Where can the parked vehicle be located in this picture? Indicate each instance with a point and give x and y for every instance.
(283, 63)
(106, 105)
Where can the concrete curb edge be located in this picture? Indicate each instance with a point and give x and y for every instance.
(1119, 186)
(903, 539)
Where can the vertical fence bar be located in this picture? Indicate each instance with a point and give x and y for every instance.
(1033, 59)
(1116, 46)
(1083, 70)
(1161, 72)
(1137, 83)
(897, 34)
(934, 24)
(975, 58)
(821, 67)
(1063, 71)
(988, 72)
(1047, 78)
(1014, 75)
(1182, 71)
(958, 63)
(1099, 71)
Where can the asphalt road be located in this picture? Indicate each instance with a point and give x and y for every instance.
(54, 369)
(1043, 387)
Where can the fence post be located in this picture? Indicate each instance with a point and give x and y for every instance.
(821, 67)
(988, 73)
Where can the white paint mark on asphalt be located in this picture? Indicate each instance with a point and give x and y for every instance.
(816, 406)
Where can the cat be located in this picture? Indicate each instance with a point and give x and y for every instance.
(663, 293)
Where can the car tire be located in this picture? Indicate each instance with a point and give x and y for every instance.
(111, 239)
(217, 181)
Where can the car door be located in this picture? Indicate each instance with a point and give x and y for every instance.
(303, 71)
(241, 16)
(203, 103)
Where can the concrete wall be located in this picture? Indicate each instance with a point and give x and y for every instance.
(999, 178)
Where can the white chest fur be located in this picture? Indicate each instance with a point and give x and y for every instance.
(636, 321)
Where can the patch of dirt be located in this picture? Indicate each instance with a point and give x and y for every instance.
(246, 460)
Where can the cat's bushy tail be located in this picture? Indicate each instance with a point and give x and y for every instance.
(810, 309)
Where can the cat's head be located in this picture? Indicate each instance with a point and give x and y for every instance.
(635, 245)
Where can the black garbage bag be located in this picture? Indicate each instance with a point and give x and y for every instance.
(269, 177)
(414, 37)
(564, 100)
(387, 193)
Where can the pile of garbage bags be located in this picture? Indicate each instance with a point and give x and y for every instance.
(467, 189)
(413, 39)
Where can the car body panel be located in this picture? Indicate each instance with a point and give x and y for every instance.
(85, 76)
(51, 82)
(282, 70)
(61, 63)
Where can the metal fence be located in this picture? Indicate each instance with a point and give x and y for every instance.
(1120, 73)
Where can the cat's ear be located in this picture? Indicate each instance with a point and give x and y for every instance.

What needs to be done: With no line skipped, repeat the records exactly.

Solution:
Where can the parked vehicle be located in this picture? Indicate each instance with a point and give x and y for every instance.
(283, 63)
(106, 105)
Where can the concrete curb edge be located in this picture? Indicate each instance with a point and give x and y for every instance.
(1119, 186)
(903, 539)
Where can the vertical fence bar be located in this picture? Indicate each instance with a point and give x and y for every instance.
(1033, 59)
(1116, 46)
(1083, 70)
(1161, 72)
(1137, 83)
(897, 34)
(934, 24)
(975, 58)
(821, 67)
(1063, 71)
(988, 72)
(1047, 78)
(1014, 75)
(1182, 71)
(958, 63)
(1099, 71)
Where can the asphalt road be located in this picture? Indicate each instance with a point and give x and y for every instance.
(54, 369)
(1043, 387)
Where can the fence post be located in this picture? Indicate each instance with a point and give x and y for every instance.
(821, 67)
(988, 73)
Where can the white paint mark on asphalt be located in this picture? Indicate each instance with a point and give x and y for every instance.
(816, 406)
Where can the cat be located in this picture? Indicate each instance with a point and give x and y for every instance.
(663, 293)
Where can the car tire be located in this picture? Indicate each instance with a point and give x and y for every instance.
(111, 239)
(217, 181)
Where can the car door be located in this picture? Indicate each instance with a point and give x and y for every instance.
(303, 71)
(241, 16)
(203, 103)
Where can the concrete wall be located in this picture? Indicate each instance with a point and give x and y for every instance.
(999, 178)
Where can the white chest fur be located in this picture? Indicate each instance with a point and give x and y for every instance.
(636, 321)
Where can the patch of dirt be located in this picture? Indicate each instance with a point and give x and y for every instance.
(246, 460)
Where can the cat's bushy tail be located in this picture? Indicate each instance with a point and give x and y for every instance.
(810, 309)
Where can the cat's head be located in this picture? Indicate each instance with a point and give x and y for every instance.
(635, 245)
Where can the black garbage bag be located in this picture? Indicate each instance with a point and give x and y for every instance.
(269, 177)
(414, 37)
(564, 100)
(387, 193)
Where can the pile of garbage bags be located in this picture? Indicate each instance with a point and give x and y for every instance.
(467, 189)
(413, 39)
Where can the car body panel be located in this picture? Indicate each instance with a point and give x and y for every instance.
(85, 76)
(51, 82)
(282, 70)
(61, 63)
Where can the metal fence be located in this picture? Indicate each instance with a point and give x and y for every instance.
(1120, 73)
Where can the cat's ear be located in this picture? Indicate each instance with a point and give x and y for every instance.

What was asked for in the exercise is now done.